• _Reading passage_
- - -

In recent years, Uzbekistan has proved its reputation as a reliable and responsible partner. We are open for further dialogue and cooperation with foreign countries and international organisations on the basis of mutual respect and interests. We are glad to have a new quality and dynamic in our relationship with the UK, particularly reflected in the intensification and increasing levels of intergovernmental contacts.
Based on agreements reached during the visit by UK Senior Minister of State to Uzbekistan, Baroness Warsi, in June 2013, we are looking forward to further senior ministerial visits. We appreciate endeavours on an inter-parliamentary level inspired and advanced by Senator Sodiq Safaev and Lord JD Waverley, chairmen of respective groups in the Uzbek and British parliaments. There is also mutual engagement in the area of defence on Afghanistan and other related issues.

- - -

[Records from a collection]
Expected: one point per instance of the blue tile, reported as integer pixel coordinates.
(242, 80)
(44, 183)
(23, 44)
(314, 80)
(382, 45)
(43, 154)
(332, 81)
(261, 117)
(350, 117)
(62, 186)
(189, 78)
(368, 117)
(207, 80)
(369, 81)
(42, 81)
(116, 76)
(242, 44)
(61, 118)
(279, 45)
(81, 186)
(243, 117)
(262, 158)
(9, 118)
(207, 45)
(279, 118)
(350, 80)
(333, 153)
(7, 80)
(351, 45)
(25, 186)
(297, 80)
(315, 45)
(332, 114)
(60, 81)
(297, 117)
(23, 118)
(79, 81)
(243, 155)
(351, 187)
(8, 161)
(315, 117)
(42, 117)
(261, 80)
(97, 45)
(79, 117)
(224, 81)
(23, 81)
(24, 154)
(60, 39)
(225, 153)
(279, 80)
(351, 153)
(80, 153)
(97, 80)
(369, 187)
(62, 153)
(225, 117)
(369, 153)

- - -

• _Work item_
Reproduce the passage on relations between Uzbekistan and the UK from "Based on agreements" up to and including "other related issues.". These entries are drawn from a separate source.

• _Completed task_
Based on agreements reached during the visit by UK Senior Minister of State to Uzbekistan, Baroness Warsi, in June 2013, we are looking forward to further senior ministerial visits. We appreciate endeavours on an inter-parliamentary level inspired and advanced by Senator Sodiq Safaev and Lord JD Waverley, chairmen of respective groups in the Uzbek and British parliaments. There is also mutual engagement in the area of defence on Afghanistan and other related issues.